Ignatius, who usually reflects the views of senior national security officials, suggested that the administration have nothing better to offer than the proposal. And Robert Ford, who served as U.S. ambassador to Syria until last May and is now a senior fellow at the Middle East Institute, told David Kenner of Foreign Policy that he believes the White House “is likely to latch onto” the idea of local cease-fires “in the absence of any other plan they’ve been able to develop.”

The proposal also appears to parallel the thinking behind the efforts of new United Nations peace envoy, Steffan de Mistura, who has called for the creation of what he calls “freeze zones” – meaning local ceasefires that would allow humanitarian aid to reach civilian populations.

The fact that the proposal is being taken seriously is especially notable, because it does not promise to achieve the aims of existing policy. Instead, it offers a way out of a policy that could not possibly deliver on the results it promised.

But the implication of such a policy shift would be a tacit acknowledgement that the United States cannot achieve its previous stated goal of unseating the Assad regime in Syria. The Obama administration would certainly deny any such implication, at least initially, for domestic political as well as foreign policy reasons, but the policy would refocus on the immediate need of saving lives and promoting peace, rather than on unrealistic political or military ambitions.

The U.S. government’s Syrian policy lurched from Obama’s abortive plan to launch an air war against the Assad regime in September 2013 to the idea that the U.S. would help train thousands of “moderate” Syrian opposition fighters to resist the threat from Islamic State in September 2014.  But the “moderate” forces have no interest in fighting the Islamic State. And in any case, they have long-ceased to be a serious rival of the Islamic and other jihadi forces in Syria.

It was no accident that the alternative policy surfaced in November, just as the Free Syrian Army (FSA) had been completely routed from its bases in the north by Islamic State forces. Post columnist Ignatius, whose writing is almost always informed by access to senior national security officials, not only mentioned that rout as the context in which a proposal was presented in Washington, but quoted from three messages the desperate FSA commander under attack sent to the U.S. military, requesting air support.

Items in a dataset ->
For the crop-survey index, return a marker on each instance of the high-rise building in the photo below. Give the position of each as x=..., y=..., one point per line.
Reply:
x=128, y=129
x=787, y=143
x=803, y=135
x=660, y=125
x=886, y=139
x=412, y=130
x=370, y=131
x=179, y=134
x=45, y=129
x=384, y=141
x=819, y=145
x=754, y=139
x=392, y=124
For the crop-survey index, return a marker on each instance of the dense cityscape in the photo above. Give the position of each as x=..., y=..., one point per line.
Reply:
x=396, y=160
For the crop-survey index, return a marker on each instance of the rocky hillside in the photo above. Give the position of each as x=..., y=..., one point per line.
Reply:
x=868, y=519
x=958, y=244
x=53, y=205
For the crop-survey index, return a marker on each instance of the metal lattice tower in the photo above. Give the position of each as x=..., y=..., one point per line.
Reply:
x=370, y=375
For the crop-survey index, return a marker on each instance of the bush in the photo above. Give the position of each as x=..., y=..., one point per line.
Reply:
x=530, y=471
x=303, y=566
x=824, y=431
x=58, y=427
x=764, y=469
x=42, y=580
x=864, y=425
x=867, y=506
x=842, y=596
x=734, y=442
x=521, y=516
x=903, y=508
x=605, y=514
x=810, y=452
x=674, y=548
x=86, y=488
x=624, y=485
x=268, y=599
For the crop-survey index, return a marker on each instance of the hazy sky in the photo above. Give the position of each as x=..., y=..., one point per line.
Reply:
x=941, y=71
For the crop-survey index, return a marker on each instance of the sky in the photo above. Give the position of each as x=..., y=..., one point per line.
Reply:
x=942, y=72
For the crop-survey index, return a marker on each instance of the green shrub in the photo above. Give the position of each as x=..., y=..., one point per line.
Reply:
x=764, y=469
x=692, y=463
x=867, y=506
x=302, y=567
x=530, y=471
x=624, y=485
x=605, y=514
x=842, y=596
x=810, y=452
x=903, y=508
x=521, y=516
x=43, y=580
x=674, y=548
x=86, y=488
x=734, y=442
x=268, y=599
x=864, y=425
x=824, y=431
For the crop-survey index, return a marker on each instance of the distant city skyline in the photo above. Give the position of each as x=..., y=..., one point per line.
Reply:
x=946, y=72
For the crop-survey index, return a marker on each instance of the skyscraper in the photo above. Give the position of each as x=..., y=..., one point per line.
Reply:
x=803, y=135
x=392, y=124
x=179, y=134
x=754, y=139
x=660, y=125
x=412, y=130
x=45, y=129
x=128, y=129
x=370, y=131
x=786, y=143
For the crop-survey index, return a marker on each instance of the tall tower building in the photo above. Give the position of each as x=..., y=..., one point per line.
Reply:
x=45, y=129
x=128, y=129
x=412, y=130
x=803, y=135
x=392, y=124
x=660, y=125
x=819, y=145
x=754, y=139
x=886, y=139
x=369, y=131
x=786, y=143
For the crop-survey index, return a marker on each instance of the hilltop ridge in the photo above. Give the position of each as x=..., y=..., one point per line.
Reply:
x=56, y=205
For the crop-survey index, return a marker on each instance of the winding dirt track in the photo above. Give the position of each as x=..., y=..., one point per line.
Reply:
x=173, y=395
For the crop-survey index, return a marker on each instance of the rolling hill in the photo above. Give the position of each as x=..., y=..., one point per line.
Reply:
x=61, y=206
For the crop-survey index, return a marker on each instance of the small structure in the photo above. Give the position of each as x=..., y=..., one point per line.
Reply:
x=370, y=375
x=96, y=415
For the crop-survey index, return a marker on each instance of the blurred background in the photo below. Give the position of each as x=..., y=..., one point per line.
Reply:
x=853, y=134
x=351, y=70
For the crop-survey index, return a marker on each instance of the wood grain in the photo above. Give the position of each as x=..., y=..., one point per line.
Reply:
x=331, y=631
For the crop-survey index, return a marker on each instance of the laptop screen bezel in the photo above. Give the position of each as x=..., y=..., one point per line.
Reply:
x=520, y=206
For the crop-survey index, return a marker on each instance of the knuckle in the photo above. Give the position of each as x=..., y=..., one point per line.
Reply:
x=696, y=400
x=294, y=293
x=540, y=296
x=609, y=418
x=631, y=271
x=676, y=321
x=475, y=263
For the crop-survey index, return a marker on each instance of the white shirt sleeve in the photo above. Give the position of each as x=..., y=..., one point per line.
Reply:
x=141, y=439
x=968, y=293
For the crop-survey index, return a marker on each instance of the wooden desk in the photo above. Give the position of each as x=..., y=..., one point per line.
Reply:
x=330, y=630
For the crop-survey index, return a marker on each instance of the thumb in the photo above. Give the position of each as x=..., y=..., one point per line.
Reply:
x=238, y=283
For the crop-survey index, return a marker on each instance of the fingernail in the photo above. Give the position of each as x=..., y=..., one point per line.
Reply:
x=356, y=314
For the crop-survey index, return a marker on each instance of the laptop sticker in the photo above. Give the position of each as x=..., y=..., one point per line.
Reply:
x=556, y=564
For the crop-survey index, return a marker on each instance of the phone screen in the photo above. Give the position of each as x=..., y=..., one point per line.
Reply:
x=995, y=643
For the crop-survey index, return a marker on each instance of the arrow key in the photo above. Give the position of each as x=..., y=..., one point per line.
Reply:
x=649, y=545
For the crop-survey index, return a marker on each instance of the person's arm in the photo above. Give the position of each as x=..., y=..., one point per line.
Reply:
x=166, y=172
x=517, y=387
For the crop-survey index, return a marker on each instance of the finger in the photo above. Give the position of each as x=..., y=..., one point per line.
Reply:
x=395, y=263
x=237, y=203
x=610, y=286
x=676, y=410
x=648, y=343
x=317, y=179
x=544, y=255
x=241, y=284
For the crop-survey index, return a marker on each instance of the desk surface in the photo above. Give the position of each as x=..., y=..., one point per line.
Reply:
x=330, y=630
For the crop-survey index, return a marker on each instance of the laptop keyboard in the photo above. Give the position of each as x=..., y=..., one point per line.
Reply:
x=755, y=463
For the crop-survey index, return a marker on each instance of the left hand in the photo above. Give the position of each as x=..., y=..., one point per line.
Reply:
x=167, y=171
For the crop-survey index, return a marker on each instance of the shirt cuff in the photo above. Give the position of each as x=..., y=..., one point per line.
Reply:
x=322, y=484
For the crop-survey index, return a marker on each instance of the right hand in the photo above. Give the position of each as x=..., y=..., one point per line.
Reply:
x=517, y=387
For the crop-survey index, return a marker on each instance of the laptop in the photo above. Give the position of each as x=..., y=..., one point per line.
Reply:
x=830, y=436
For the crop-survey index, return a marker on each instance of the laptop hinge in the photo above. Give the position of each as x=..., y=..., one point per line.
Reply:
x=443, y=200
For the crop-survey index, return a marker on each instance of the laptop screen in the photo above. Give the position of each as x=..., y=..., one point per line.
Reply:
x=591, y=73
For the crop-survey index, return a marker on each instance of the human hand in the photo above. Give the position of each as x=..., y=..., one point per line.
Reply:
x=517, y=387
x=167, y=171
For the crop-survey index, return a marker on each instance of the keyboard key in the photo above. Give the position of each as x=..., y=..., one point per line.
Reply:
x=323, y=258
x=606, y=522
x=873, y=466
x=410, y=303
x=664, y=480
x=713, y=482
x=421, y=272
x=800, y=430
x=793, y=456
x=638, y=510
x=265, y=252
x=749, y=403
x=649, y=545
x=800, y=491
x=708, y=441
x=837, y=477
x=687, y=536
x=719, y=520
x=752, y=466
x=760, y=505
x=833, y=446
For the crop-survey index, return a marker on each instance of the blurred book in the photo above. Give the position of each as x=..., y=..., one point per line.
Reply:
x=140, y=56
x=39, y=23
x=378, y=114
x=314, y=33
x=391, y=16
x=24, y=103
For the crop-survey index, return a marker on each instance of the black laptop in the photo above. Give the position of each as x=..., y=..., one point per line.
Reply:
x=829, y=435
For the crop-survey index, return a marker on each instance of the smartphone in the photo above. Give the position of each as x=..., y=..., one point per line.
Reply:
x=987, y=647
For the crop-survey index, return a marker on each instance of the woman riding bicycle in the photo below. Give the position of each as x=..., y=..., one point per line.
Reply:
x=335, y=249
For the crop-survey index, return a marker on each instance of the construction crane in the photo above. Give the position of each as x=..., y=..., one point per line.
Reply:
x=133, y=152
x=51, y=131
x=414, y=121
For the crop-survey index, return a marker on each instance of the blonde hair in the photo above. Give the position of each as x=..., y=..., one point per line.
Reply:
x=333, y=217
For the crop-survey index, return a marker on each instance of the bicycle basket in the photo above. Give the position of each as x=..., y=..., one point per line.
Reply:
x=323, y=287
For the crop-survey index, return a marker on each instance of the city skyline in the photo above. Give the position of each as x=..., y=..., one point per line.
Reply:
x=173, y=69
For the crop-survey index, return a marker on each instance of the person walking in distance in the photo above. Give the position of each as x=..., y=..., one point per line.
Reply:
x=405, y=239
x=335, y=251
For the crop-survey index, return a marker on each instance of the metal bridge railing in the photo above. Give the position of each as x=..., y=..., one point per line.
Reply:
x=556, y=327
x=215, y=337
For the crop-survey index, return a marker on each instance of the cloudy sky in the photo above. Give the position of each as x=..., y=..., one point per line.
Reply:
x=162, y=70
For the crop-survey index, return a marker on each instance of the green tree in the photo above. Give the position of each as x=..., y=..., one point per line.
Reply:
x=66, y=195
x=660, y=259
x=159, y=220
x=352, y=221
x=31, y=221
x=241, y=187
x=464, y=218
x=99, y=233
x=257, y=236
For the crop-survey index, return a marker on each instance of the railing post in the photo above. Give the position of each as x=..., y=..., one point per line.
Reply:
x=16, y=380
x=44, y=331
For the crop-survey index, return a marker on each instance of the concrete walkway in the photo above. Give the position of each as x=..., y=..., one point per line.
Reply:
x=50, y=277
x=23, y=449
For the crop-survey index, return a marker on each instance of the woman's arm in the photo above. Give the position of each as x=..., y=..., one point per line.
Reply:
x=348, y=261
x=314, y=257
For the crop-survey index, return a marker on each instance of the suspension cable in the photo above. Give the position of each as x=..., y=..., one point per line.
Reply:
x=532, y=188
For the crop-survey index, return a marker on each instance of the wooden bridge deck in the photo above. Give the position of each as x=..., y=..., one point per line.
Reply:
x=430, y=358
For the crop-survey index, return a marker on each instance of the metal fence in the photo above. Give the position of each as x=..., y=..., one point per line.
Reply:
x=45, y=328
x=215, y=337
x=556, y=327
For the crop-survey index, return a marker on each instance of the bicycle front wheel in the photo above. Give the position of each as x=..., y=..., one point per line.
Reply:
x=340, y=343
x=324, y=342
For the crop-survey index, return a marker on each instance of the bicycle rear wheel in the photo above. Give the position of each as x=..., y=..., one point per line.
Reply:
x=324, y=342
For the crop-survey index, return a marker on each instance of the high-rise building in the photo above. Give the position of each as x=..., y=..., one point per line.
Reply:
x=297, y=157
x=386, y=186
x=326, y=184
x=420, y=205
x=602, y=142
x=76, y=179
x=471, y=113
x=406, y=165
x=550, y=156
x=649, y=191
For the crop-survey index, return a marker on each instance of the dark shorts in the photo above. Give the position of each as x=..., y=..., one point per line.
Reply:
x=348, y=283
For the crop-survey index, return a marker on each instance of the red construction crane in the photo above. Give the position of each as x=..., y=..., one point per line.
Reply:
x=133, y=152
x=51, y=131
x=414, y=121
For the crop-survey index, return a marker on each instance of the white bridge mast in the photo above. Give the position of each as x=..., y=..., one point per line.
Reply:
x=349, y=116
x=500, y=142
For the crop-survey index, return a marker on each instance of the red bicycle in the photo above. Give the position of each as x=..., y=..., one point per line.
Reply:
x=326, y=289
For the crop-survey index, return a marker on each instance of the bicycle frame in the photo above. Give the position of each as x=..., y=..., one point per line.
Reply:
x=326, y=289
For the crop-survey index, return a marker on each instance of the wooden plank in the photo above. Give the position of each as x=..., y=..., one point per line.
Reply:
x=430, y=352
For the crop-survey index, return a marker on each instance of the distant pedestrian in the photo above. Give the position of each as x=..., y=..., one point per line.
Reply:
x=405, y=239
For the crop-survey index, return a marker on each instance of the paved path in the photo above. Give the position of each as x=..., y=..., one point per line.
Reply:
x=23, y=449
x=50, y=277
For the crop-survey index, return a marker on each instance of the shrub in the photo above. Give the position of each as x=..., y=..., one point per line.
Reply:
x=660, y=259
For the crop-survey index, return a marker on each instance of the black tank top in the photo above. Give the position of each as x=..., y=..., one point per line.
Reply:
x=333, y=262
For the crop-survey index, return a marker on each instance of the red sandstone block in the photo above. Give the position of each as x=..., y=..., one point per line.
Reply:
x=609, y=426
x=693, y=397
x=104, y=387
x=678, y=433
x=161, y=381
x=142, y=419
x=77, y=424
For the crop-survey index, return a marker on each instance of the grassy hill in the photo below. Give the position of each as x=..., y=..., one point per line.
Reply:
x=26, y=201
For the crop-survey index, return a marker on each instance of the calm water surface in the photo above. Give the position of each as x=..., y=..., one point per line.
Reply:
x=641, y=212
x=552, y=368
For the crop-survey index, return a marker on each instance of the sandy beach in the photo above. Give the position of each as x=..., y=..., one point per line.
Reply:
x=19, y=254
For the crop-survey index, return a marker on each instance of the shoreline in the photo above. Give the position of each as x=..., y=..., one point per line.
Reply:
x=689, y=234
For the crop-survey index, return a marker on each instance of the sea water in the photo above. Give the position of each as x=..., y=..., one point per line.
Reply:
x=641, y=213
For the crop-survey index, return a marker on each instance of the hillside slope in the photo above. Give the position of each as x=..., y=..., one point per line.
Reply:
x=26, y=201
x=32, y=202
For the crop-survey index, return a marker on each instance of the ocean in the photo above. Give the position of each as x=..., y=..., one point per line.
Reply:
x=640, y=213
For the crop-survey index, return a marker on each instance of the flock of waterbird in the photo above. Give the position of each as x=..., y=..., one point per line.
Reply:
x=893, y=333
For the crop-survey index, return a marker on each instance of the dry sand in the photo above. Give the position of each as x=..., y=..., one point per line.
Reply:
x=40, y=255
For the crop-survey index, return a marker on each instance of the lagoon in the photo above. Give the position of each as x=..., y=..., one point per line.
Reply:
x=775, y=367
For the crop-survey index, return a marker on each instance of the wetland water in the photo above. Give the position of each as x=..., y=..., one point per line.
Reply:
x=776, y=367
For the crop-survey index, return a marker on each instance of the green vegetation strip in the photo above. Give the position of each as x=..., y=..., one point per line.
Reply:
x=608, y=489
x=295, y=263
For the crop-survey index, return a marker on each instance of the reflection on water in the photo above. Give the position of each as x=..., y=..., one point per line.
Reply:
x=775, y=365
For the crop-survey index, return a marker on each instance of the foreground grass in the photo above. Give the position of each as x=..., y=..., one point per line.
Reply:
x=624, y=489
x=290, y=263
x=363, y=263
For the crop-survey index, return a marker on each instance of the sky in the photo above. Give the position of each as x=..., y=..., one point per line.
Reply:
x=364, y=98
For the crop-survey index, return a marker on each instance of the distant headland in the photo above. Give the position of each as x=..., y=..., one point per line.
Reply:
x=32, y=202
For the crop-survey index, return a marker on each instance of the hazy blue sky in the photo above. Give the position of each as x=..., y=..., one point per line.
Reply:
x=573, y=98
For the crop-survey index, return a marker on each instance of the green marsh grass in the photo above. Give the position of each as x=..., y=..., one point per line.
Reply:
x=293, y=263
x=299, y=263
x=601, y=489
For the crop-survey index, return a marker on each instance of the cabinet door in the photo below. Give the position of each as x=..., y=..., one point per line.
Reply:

GOAL -> Carry on the article about U.S. policy on Syria, starting right after its last sentence.

EXERCISE RESULT ->
The author of the paper that appears to have struck a chord in Washington, Nir Rosen, is a journalist whose depth of knowledge of human realities on the ground in conflicts in Iraq, Afghanistan and Lebanon, is unmatched. His personal encounters with the people and organizations that fought in those conflicts, recounted in his 2010 book, Aftermath, reveal nuances of motives and calculations that can be found nowhere else in the literature.

Rosen now works for the Centre for Humanitarian Dialogue in Geneva, which was active in bringing about the local ceasefire in Homs, considered the most significant such achievement so far. Rosen gave Robert Malley, the senior National Security Council official responsible for Syria, a 55-page, single-spaced report, making the case for a policy of supporting the negotiation of local ceasefires, which also calls for “freezing the war as it is.”

The report is based on the twin premises that neither side can defeat the other militarily, and that the resulting stalemate strengthens the Islamic State and its jihadi allies in Syria, according to James Traub’s story in Foreign Policy.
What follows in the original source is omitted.